_Goal of the exercise:_
Extract verbatim the lines of the data below, from the line containing "Pick out the small" through the end of the data. Omit the pictures.

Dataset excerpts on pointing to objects
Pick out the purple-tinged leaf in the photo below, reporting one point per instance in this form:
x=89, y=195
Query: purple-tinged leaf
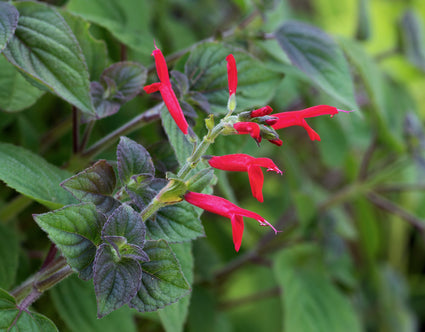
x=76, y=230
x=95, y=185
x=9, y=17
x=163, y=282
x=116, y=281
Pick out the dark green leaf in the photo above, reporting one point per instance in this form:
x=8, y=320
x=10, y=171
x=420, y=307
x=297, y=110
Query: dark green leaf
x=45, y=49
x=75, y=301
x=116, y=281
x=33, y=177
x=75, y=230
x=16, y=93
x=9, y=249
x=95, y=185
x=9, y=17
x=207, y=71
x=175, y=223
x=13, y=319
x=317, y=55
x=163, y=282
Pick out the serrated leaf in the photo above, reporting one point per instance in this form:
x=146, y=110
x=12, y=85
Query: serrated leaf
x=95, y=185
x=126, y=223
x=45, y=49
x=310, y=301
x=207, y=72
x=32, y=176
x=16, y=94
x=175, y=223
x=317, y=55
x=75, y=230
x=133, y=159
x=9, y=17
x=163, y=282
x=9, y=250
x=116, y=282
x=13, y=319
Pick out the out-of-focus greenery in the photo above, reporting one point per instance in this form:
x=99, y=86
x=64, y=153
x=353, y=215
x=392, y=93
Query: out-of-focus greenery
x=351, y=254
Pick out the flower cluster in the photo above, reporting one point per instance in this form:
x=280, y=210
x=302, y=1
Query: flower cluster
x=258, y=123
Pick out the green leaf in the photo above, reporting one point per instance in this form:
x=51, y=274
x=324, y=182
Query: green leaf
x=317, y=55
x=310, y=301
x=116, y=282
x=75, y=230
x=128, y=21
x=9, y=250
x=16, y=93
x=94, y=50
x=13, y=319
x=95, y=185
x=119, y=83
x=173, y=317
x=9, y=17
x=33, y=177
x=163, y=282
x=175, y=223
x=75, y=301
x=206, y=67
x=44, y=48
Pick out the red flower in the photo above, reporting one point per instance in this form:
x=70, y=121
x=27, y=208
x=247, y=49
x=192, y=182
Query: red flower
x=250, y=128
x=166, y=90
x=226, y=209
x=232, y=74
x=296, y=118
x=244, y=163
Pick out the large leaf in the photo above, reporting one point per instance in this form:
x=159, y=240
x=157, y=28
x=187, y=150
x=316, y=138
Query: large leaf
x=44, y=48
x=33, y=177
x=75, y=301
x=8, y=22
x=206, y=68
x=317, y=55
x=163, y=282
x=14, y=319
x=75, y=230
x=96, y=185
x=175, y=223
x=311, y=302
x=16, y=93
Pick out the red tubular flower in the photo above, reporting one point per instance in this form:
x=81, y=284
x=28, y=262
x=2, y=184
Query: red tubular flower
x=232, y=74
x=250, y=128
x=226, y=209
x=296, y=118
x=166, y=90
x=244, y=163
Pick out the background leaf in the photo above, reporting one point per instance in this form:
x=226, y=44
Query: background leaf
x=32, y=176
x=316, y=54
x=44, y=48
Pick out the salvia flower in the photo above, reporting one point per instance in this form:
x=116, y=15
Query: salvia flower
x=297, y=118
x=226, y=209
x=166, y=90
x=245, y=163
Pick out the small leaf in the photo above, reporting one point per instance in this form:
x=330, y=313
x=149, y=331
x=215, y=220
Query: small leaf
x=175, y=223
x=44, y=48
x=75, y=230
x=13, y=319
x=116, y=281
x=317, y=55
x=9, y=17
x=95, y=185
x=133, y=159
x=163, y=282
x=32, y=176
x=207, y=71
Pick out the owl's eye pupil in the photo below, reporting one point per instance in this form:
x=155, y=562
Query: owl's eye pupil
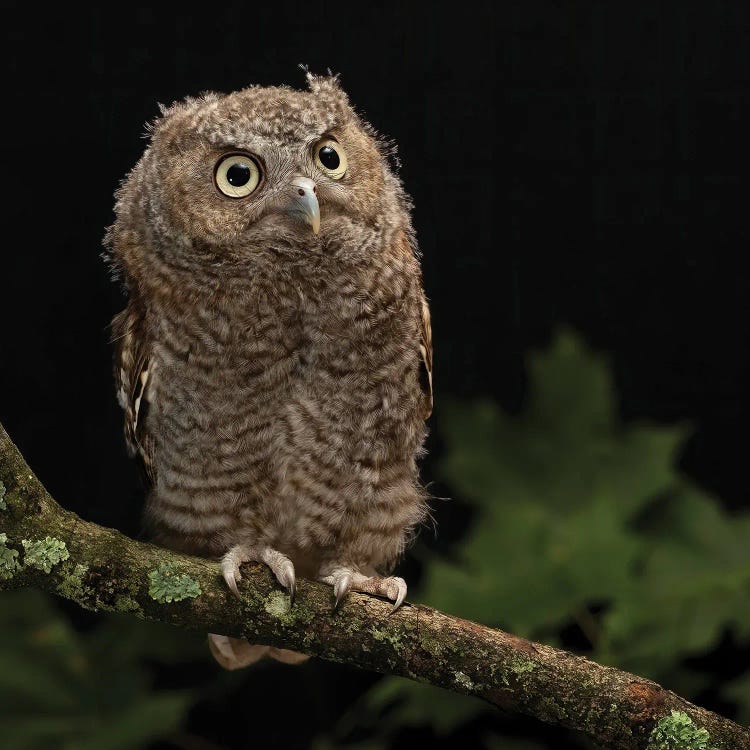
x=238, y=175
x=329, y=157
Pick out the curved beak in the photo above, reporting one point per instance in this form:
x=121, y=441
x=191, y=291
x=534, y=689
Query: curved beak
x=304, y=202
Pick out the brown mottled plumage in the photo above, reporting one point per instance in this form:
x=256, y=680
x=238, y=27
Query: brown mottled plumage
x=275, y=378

_Answer:_
Pick out the small leaf in the photo above, reporting one point per instance in this form:
x=330, y=313
x=149, y=331
x=215, y=220
Query: small leaf
x=175, y=223
x=44, y=48
x=75, y=230
x=13, y=319
x=116, y=281
x=317, y=55
x=9, y=17
x=95, y=185
x=133, y=159
x=163, y=282
x=32, y=176
x=207, y=71
Pick out the owl's eye pupil in the photo below, reporting one point per instance in this form:
x=155, y=562
Query: owl's eye pupil
x=238, y=175
x=329, y=157
Pick out the curved beak in the photo above, reporting one point per instance in this form:
x=121, y=441
x=191, y=291
x=534, y=689
Query: curved beak
x=304, y=202
Pick out the brown mottled plumage in the photo above, reporting one point per instance in this form:
x=256, y=680
x=238, y=27
Query: brown mottled plumage
x=275, y=378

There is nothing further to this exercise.